— PROBLEM TO SOLVE —
For each line below that holds "surface", return the line as it stands.
-------- EXTRACTED MATERIAL
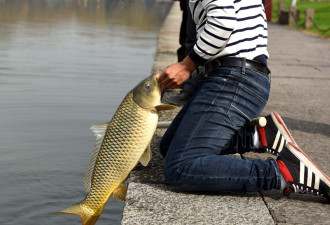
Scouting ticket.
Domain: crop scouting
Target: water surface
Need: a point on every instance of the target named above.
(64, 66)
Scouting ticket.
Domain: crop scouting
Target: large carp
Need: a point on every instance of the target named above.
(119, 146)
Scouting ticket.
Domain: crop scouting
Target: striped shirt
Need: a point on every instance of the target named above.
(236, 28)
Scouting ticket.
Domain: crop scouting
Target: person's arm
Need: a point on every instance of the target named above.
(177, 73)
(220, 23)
----------------
-------- EXTRACTED MATERIAL
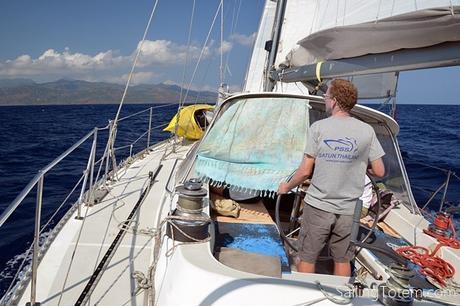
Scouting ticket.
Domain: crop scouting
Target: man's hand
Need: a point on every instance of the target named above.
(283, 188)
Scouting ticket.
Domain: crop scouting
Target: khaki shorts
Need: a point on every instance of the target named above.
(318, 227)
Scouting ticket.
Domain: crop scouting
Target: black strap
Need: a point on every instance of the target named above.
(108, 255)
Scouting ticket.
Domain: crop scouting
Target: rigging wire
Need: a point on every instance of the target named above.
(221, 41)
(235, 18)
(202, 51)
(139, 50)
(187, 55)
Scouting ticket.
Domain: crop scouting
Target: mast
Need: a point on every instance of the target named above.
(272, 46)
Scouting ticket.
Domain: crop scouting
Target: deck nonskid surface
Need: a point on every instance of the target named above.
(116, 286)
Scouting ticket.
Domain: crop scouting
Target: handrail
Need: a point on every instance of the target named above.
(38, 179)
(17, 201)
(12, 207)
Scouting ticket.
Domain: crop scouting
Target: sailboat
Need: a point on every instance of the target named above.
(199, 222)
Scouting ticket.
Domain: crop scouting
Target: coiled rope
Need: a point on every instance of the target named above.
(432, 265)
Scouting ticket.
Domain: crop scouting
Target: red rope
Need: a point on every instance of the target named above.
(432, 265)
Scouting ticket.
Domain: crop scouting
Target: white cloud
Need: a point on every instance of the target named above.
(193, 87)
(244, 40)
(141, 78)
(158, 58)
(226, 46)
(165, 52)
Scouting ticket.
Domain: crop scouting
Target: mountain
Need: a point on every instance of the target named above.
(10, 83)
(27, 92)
----------------
— ANSWER TO THE EXERCISE —
Target: water surface
Target: deck nonskid surface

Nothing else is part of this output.